Pointing entries for named objects:
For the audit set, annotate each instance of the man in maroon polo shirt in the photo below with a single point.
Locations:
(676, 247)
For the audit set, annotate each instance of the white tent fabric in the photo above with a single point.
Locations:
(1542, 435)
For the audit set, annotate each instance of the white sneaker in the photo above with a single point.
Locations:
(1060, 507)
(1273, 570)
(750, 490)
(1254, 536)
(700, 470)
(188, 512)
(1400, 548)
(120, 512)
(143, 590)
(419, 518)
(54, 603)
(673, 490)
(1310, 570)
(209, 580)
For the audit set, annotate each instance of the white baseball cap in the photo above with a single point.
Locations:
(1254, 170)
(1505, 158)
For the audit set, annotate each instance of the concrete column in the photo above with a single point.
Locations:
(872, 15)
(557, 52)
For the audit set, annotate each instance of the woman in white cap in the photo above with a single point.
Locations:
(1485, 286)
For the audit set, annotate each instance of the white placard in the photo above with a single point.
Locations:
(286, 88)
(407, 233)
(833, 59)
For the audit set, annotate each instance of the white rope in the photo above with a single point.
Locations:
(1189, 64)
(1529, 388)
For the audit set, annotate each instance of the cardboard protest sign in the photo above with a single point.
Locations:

Given problem
Render the items as a Markdown table with the columns Row and Line. Start at the line containing "For the audit set, annotate each instance of the cardboard", end at the last line of the items, number each row, and leave out blank lines.

Solution to the problem
| Row | Line |
|---|---|
| 1 | For the audit set, annotate each instance of the cardboard protest sign in the photo above with a single point. |
| 2 | Locations: |